### GIVEN EXERCISE
Please write out the passage on agent testing below, beginning at the words "The anomaly was" and stopping after "production stops cooperating?".

*** TEXT SECTION

Imagine you have an operations agent. Its job is to detect infrastructure anomalies and respond automatically. Late one night, it flags an anomaly score of 0.87 across a production cluster, above its 0.75 threshold. It has permission to call the rollback service. It does.
Result: four hours of downtime.
The anomaly was a scheduled batch job it had never seen before. No actual fault. The agent didn't escalate. Didn't ask. It acted — confidently, autonomously, catastrophically.
The problem wasn't the model. The model behaved exactly as trained. The problem was how the system was tested before reaching production.
The Industry Has Its Testing Priorities Backwards
The 2026 enterprise AI conversation focuses on two things: identity governance (who is the agent acting as?) and observability (can we see what it's doing?). Both are legitimate concerns. Neither addresses the more fundamental question: what does your agent do when production stops cooperating?
Gravitee's State of AI Agent Security 2026 report gave us a number: only 14.4% of agents go live with full security and IT approval.

******
*** EXTRACTED MATERIAL

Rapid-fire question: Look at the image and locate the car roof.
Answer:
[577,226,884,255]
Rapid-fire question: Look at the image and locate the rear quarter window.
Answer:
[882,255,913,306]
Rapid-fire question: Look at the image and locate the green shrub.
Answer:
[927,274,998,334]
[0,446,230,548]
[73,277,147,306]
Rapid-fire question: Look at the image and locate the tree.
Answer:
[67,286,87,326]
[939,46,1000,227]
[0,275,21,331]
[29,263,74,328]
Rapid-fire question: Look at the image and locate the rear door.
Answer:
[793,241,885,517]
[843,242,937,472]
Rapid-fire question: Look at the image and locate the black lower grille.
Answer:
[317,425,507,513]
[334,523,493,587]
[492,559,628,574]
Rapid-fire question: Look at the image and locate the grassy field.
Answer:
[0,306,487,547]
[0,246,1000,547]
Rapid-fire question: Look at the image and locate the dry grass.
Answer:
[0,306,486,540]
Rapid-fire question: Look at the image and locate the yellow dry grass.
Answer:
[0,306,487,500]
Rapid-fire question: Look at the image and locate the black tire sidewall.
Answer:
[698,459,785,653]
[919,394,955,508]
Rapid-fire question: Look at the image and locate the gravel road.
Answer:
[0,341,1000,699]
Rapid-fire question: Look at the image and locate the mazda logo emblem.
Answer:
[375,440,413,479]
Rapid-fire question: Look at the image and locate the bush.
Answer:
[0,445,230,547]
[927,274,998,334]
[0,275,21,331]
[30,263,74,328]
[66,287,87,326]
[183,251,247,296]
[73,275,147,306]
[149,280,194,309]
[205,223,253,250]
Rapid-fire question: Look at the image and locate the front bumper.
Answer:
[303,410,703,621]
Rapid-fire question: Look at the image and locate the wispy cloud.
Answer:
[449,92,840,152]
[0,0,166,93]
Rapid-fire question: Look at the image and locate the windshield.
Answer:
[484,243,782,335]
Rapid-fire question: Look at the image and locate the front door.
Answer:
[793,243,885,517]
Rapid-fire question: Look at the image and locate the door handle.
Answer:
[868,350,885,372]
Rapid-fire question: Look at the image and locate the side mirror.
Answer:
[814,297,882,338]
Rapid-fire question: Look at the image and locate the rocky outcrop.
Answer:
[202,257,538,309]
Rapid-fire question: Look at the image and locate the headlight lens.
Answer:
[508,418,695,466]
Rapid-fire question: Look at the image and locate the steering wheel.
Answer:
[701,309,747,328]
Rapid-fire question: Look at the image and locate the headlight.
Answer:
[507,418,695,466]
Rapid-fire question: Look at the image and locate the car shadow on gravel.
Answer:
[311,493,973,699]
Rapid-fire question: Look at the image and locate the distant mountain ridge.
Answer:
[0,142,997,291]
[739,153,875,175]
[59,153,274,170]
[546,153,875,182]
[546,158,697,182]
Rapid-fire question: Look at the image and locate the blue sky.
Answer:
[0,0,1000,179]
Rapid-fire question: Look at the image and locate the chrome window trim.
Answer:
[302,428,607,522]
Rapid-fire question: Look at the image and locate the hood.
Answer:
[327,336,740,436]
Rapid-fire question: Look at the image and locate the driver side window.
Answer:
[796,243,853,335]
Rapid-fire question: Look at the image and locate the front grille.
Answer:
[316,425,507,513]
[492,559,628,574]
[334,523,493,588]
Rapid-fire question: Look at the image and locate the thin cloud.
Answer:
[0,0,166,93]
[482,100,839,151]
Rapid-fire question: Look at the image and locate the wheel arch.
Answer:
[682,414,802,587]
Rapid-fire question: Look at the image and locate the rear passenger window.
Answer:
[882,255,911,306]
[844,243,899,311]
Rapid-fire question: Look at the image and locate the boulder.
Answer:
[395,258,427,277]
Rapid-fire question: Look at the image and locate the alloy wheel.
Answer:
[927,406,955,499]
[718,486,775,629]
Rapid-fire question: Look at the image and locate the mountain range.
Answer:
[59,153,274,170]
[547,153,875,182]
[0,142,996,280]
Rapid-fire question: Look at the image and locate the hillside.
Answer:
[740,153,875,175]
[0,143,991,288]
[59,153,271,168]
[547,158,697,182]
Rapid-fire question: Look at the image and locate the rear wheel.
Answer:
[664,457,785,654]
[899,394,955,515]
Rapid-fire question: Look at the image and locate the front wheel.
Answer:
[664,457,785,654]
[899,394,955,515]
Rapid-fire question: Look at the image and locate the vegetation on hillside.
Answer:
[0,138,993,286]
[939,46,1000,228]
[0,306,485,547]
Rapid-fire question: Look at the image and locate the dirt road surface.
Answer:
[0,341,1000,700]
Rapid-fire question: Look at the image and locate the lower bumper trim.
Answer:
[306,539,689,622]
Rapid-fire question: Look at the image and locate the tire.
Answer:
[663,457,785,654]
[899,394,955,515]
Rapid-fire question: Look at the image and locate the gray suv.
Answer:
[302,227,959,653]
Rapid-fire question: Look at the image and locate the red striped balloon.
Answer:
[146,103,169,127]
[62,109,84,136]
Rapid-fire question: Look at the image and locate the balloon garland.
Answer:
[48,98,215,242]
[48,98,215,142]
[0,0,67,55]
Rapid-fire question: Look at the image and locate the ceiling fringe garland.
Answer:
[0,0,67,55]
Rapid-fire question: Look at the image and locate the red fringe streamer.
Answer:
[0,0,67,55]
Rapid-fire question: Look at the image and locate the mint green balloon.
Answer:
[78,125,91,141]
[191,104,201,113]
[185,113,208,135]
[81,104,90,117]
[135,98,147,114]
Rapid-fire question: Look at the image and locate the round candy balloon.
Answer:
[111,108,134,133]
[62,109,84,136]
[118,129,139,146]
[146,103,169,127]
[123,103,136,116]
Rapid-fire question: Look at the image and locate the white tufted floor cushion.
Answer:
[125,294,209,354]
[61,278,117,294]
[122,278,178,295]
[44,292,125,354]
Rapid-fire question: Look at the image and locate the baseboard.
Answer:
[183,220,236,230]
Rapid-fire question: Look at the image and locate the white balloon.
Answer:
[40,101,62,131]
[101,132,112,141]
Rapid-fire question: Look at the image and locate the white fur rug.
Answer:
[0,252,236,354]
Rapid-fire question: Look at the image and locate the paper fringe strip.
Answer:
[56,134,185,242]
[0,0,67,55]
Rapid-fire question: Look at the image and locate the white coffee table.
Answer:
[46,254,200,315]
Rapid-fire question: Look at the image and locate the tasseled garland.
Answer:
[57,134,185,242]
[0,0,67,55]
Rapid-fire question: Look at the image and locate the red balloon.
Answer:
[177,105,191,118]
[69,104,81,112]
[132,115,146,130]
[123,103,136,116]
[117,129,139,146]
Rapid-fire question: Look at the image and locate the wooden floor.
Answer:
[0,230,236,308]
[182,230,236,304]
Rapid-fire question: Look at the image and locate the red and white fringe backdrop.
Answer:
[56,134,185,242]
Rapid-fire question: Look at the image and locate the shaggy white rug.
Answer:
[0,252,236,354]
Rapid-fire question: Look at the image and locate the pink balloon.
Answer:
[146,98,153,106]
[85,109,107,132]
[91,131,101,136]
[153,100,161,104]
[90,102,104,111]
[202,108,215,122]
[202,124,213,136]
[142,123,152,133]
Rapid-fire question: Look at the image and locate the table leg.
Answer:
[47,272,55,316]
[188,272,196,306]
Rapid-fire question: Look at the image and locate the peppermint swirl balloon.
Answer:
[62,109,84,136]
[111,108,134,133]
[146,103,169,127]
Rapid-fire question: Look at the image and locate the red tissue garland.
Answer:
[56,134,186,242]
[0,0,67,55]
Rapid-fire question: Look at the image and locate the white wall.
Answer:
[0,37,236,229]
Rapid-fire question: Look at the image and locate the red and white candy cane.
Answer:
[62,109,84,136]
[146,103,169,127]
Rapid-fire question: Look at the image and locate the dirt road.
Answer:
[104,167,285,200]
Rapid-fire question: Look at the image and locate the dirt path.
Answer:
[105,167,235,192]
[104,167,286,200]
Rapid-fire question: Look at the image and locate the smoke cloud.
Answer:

******

### RESULT
The anomaly was a scheduled batch job it had never seen before. No actual fault. The agent didn't escalate. Didn't ask. It acted — confidently, autonomously, catastrophically.
The problem wasn't the model. The model behaved exactly as trained. The problem was how the system was tested before reaching production.
The Industry Has Its Testing Priorities Backwards
The 2026 enterprise AI conversation focuses on two things: identity governance (who is the agent acting as?) and observability (can we see what it's doing?). Both are legitimate concerns. Neither addresses the more fundamental question: what does your agent do when production stops cooperating?